What is required
From the line that has "Expected behaviour: for every instance of the belt" down to the final line of the listing below, transcribe every line exactly, and only those.

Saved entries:
====================

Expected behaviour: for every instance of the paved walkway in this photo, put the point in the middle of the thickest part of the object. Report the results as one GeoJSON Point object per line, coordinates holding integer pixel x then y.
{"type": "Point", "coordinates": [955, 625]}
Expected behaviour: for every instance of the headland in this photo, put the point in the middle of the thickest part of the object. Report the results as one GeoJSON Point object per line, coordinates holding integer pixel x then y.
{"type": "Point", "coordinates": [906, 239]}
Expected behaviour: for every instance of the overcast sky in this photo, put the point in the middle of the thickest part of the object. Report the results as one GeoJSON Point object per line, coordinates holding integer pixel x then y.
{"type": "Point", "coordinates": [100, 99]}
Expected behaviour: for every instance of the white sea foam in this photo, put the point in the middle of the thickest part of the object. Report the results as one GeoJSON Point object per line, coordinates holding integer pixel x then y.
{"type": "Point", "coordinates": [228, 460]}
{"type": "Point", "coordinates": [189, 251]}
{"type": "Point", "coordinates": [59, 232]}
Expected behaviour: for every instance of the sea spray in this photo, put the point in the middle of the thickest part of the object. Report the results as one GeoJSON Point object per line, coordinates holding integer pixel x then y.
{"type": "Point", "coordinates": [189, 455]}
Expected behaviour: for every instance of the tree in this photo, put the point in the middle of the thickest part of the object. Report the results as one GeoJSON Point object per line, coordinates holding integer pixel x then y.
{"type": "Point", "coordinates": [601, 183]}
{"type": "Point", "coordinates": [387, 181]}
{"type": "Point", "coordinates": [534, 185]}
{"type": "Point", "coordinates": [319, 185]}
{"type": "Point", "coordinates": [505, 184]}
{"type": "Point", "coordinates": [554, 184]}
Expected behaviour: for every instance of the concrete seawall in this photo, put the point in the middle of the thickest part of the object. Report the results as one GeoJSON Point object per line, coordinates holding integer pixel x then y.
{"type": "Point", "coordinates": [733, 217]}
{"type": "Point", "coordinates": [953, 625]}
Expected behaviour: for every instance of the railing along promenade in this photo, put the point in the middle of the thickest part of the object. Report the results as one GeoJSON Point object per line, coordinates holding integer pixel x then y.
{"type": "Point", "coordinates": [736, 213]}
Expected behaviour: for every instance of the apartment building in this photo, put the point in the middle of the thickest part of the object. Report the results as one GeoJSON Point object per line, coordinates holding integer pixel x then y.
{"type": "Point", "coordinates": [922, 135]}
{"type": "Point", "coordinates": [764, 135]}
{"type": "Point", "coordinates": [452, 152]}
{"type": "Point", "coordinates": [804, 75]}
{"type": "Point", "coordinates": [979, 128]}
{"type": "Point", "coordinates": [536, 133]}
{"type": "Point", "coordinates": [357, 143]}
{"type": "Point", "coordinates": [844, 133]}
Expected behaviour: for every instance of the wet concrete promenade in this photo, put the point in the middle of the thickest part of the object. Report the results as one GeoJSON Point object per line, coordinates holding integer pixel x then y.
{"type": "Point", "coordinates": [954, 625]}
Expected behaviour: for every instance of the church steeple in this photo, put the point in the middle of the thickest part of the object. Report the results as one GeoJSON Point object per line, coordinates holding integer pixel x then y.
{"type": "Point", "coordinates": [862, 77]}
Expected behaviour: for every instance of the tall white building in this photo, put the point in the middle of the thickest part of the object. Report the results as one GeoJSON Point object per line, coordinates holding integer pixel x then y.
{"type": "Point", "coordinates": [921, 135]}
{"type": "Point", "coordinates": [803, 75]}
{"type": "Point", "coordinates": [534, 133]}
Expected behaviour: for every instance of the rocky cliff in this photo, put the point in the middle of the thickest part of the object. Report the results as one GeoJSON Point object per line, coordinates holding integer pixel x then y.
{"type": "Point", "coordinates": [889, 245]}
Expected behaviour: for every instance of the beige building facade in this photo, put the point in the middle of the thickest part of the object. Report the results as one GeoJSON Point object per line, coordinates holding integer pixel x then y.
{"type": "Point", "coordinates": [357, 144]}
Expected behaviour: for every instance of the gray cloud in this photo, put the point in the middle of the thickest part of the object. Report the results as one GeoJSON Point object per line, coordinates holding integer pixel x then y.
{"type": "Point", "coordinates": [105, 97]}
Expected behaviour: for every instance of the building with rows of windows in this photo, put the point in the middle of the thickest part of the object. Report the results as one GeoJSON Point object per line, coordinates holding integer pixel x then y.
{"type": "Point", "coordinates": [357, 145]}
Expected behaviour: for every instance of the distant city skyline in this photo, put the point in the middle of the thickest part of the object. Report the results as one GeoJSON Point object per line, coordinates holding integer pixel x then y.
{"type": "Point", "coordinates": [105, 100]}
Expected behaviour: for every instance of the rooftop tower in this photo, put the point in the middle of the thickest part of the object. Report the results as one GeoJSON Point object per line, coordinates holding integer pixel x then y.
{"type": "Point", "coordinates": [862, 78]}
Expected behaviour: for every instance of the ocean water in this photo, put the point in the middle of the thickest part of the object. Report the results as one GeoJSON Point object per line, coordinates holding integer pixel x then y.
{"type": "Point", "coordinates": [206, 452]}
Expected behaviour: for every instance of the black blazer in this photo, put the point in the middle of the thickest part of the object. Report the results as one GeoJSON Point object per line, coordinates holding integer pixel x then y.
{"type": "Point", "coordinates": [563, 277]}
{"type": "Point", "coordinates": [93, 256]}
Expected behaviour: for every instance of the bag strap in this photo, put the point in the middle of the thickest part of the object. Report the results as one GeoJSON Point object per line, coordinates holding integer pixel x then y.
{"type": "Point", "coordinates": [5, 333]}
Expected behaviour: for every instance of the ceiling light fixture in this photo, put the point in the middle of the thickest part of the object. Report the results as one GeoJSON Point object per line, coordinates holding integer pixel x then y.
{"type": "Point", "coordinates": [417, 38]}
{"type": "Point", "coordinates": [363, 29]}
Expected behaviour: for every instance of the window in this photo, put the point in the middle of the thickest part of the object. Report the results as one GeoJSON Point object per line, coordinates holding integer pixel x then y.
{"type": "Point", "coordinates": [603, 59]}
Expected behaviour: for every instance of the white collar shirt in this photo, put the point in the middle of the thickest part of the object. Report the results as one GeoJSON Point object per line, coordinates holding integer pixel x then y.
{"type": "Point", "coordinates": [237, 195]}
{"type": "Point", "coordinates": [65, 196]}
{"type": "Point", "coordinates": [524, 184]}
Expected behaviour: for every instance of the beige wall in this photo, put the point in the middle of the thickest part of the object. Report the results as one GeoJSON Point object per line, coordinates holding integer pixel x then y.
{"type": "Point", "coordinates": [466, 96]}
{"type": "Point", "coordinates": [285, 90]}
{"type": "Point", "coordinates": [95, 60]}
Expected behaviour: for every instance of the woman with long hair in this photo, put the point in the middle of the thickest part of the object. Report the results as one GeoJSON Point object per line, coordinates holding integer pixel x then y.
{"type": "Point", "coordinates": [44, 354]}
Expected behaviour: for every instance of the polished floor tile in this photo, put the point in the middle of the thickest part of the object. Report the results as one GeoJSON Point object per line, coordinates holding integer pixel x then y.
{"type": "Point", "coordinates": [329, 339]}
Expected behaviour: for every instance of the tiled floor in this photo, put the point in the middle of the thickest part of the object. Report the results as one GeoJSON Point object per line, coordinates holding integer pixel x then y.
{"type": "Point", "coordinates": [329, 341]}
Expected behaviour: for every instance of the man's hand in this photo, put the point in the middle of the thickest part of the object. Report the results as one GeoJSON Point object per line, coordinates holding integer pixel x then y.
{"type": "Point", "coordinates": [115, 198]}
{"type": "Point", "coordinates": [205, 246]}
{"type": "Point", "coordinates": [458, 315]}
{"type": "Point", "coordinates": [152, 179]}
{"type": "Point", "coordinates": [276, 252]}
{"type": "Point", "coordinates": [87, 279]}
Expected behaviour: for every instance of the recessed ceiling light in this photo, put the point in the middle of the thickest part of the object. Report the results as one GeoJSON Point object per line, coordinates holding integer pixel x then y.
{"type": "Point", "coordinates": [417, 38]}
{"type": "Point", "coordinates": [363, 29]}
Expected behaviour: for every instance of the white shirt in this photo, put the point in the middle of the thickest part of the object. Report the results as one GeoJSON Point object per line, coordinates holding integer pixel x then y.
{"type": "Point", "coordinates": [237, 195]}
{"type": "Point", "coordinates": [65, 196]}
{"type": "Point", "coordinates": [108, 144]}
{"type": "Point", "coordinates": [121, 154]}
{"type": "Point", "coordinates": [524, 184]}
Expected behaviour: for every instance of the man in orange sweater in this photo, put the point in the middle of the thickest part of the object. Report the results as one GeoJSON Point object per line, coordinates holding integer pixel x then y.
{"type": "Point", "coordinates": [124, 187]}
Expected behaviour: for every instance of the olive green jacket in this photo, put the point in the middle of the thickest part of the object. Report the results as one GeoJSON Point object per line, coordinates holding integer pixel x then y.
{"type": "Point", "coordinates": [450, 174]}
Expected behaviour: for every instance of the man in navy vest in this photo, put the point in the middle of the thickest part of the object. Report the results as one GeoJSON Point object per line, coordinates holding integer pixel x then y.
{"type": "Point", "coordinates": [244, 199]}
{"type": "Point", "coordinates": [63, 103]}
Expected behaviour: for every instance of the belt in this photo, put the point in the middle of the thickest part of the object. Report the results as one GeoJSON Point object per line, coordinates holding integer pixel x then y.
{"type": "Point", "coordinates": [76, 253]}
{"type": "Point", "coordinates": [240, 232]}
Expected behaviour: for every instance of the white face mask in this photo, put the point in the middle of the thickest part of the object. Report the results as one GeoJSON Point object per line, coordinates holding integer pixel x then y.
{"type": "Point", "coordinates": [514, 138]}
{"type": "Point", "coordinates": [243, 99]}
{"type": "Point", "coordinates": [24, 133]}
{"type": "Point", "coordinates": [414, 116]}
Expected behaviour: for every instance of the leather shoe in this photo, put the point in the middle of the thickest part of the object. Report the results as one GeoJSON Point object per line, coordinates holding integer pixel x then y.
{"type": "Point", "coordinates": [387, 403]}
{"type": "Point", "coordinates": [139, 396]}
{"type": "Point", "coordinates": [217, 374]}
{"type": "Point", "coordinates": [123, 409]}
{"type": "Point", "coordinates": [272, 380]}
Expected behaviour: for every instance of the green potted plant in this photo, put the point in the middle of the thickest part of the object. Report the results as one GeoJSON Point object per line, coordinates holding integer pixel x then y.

====================

Reply
Expected behaviour: for every instance of the belt in this photo, put the point in the middle of the thickest part of the object. Report the results as one GeoJSON Point object per line, coordinates holding integer pixel x then y.
{"type": "Point", "coordinates": [76, 253]}
{"type": "Point", "coordinates": [240, 232]}
Expected behaviour: for every instance of the white face mask in this photo, put the point in the middle of the thickest part of the object. Report the results as one GeoJSON Point object per line, coordinates holding integer pixel x then y.
{"type": "Point", "coordinates": [514, 138]}
{"type": "Point", "coordinates": [243, 99]}
{"type": "Point", "coordinates": [24, 133]}
{"type": "Point", "coordinates": [414, 116]}
Expected behaviour: for every instance of the leather shoe in this photo, put the point in the middle of the thickest part of the object. Report the results as one GeoJSON Point object per line, coordinates holding integer pixel x then y.
{"type": "Point", "coordinates": [387, 403]}
{"type": "Point", "coordinates": [139, 396]}
{"type": "Point", "coordinates": [217, 374]}
{"type": "Point", "coordinates": [123, 409]}
{"type": "Point", "coordinates": [272, 380]}
Expected behaviour: for every instance of the green potted plant in this photo, put the point in the middle of the thickest part of the object. Report the results as one GeoJSON Point object per line, coordinates holding integer pixel x then y.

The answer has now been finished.